SELECTED EXTRACT:
'''

Why Should Responsible Pit Bull Owners Have a Break Stick?
Because canines are pack animals, fights are possible in any multi-dog household, no matter what breed of dog you own. A responsible owner should take measures to prevent such fights, but he or she should also be prepared for the worst. The goal of any owner should be to break up a fight quickly and efficiently. The majority of breeds will snap erratically at their opponent, biting and releasing repeatedly. As terriers, pit bulls will usually bite and hold. Contrary to popular myth, this is not some kind of special pit bull behavior; it is merely terrier behavior. As its name suggests, a break stick is designed to break this determined terrier hold. This is the safest, easiest, and most effective way to stop a fight.

Do not attempt to use a break stick on other dog breeds.

'''

Please carry on the passage about break sticks for pit bull owners, starting right after its final sentence.

PROVIDED RECORDS:

'''

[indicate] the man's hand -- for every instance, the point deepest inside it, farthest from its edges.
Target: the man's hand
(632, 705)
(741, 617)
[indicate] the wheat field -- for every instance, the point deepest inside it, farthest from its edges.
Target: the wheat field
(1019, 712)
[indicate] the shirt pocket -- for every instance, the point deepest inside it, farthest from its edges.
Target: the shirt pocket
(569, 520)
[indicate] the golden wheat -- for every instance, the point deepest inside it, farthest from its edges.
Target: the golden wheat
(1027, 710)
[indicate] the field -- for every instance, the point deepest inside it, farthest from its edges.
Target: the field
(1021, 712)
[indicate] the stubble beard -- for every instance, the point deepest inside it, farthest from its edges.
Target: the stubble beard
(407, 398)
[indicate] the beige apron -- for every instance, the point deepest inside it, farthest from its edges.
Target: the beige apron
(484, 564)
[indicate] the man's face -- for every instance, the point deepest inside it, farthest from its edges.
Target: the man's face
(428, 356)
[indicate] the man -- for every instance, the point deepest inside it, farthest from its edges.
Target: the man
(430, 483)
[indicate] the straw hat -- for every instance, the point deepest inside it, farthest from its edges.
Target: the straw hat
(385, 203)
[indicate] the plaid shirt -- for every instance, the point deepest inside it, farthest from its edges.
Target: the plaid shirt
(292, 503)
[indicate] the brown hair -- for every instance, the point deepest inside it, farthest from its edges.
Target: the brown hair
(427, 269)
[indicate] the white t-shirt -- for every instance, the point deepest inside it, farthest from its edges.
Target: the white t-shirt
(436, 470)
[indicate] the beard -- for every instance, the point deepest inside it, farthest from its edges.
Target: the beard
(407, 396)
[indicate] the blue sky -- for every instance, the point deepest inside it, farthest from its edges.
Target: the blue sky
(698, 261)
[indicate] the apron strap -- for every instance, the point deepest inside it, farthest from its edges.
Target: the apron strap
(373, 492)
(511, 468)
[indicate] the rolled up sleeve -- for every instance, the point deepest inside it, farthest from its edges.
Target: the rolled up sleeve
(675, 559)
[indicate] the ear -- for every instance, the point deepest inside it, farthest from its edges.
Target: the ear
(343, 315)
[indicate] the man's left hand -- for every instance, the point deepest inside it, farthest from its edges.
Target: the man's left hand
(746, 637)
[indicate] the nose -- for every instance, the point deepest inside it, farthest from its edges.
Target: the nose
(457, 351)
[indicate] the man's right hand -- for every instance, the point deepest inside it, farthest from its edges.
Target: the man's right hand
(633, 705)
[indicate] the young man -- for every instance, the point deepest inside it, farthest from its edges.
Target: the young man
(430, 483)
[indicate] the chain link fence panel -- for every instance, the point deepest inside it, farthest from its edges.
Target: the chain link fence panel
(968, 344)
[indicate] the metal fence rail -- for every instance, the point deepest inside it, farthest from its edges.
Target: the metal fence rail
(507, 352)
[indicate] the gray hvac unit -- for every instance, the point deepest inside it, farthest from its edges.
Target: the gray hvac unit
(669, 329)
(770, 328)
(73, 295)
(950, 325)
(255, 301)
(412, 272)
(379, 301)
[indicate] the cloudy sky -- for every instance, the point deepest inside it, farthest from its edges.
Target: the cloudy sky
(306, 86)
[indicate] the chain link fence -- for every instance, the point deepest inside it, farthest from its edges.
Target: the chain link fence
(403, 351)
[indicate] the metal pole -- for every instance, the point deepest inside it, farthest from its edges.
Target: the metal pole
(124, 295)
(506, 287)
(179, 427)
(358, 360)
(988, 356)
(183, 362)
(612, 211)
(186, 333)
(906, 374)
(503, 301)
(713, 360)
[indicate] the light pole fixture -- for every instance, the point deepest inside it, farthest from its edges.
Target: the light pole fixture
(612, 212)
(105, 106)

'''

OUTPUT FOR THIS TASK:
Attempting to use a break stick on other breeds could result in serious injury to the person using the stick. Since other breeds will unpredictably snap and bite instead of getting a grip, you are far more likely to be bitten. You also should not attempt to use a break stick with other terriers. While all terriers grab and hold, pit bulls are far less likely to redirect their bite on an intervening human than, say, a Jack Russell Terrier. For the same reason, you also need to be very careful when separating your pit bull from another breed. Your pit bull will probably not bite you, but you might get bitten by the other dog.

Be Prepared
There are many ways of managing a multi-dog household. Your primary goal should be to prevent fights before they begin. Many, many pit bulls-even pit bulls from fighting backgrounds-get along just fine with other dogs. Nevertheless, the breed's tendency for dog aggression is slightly higher than the average dog, so constant vigilance is vital. 
If a fight does occur, you will be better prepared to break it up if you have already rehearsed the procedure before the need arises. Look into your dog's mouth and find the gap where the teeth do not meet at the very back of the jaw. This is where you are going to insert the stick.

Before Grip
If the dogs don't have a hold yet, you may be able to break the fight using other methods. Jerking the dogs back by their collars, a loud and firm break command, a bucket of cold water, a water hose, or placing a barrier such as a baby gate between the two dogs may be enough to stop them. Be safe: don't put your hands anywhere near the mouth of the dogs.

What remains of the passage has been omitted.